-- begin EXCERPTED DATA --

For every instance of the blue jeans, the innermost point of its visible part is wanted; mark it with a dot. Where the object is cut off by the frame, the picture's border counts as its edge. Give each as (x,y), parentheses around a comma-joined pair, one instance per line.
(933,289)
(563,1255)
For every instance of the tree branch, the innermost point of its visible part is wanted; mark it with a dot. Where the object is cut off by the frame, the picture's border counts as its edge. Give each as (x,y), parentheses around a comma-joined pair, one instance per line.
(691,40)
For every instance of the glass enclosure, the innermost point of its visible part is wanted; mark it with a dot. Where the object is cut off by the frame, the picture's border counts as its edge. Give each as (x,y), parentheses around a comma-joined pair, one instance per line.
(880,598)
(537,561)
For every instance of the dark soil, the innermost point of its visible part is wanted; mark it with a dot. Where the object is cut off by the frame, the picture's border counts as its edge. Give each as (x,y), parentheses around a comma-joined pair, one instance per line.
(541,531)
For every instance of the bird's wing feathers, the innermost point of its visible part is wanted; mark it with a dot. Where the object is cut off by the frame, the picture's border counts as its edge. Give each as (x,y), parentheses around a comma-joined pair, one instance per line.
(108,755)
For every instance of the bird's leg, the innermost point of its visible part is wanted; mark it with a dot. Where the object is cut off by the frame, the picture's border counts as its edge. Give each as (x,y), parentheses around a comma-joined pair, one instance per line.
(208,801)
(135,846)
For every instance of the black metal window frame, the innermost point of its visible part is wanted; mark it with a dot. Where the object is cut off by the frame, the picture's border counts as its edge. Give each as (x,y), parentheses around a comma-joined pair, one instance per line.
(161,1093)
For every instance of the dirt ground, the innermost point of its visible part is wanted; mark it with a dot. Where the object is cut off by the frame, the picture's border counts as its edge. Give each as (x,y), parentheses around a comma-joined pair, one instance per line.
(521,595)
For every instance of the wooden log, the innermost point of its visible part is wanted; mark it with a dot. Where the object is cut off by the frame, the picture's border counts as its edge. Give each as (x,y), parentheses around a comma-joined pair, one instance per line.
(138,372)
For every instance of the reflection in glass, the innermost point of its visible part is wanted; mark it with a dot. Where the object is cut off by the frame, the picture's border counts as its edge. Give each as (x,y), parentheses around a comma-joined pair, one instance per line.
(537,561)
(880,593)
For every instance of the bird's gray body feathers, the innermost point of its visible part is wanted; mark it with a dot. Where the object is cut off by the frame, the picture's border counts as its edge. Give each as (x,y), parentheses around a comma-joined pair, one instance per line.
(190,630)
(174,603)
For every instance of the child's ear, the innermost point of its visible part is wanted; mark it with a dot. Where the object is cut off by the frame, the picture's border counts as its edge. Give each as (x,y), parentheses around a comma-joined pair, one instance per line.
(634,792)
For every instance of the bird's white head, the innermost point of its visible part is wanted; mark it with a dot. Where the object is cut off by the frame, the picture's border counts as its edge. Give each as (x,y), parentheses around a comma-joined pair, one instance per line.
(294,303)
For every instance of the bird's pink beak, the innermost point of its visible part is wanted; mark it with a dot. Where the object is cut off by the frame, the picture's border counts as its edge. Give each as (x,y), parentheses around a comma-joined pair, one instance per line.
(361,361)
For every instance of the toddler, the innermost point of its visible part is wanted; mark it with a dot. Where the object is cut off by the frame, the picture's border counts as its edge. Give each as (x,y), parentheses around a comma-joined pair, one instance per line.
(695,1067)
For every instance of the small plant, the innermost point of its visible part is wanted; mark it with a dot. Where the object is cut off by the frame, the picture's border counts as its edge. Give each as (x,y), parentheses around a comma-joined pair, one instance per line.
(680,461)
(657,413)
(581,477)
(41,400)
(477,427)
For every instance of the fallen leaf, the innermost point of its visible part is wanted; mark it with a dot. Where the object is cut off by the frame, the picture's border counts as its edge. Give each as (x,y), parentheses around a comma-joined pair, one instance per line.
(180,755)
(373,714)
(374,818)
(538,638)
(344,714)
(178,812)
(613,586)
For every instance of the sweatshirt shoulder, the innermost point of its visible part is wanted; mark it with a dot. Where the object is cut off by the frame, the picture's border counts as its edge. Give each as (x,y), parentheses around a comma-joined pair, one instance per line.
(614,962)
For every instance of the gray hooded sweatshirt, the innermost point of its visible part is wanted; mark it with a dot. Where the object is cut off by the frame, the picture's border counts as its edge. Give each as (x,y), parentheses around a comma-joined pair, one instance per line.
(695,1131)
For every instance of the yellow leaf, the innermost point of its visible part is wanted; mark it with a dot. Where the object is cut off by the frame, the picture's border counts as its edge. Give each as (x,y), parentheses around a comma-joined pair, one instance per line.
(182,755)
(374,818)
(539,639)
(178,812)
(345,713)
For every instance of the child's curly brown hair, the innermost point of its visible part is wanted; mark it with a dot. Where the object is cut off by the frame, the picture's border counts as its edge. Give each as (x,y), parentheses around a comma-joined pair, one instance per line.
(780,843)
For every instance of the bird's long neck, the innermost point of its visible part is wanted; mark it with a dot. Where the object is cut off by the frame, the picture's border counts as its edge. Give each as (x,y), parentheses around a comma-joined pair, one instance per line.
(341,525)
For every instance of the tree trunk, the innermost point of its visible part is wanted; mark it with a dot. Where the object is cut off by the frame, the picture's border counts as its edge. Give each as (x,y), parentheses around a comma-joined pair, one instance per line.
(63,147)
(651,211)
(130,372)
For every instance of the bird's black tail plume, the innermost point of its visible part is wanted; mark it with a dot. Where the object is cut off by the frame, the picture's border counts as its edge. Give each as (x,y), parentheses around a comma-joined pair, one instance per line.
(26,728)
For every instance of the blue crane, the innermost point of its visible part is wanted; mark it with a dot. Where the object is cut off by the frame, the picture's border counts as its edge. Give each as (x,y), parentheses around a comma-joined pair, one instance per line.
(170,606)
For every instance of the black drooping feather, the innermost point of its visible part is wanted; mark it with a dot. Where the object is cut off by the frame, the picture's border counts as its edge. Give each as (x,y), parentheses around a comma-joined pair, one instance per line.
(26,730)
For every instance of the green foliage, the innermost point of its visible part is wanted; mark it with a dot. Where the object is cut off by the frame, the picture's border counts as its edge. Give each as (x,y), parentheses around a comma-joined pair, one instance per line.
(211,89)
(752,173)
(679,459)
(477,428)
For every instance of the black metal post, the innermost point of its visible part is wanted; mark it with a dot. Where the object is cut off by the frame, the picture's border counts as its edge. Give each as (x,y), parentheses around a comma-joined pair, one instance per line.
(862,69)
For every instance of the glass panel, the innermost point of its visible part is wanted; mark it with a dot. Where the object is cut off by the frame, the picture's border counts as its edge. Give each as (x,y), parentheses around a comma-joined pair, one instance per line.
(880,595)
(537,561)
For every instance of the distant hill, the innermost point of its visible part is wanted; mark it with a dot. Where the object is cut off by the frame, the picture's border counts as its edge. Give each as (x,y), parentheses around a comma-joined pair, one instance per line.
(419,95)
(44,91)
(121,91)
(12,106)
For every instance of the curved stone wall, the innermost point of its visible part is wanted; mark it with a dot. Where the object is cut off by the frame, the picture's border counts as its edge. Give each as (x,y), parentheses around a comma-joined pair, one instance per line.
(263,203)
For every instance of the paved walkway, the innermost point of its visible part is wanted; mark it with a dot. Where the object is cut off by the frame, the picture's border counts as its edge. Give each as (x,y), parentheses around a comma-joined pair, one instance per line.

-- end EXCERPTED DATA --

Set down, unchanged, the line that contains "For every instance of the curved" together with every later line in the records, through the last one.

For every instance of the curved stone wall, the innermost point of its visible part is wanted; mark it with a dot. Where the object is cut off by the frame, the picture's border counts as its edge. Give each as (x,y), parentheses around a comma-joined pair, one instance per line.
(263,203)
For every instance of the paved walkway, the innermost point of its visible part is wanted; mark it with a dot. Where the object is cut off by the frame, the picture's border counts as its edge. Give each as (x,y), parentheses around a comma-joined pair, one instance per line.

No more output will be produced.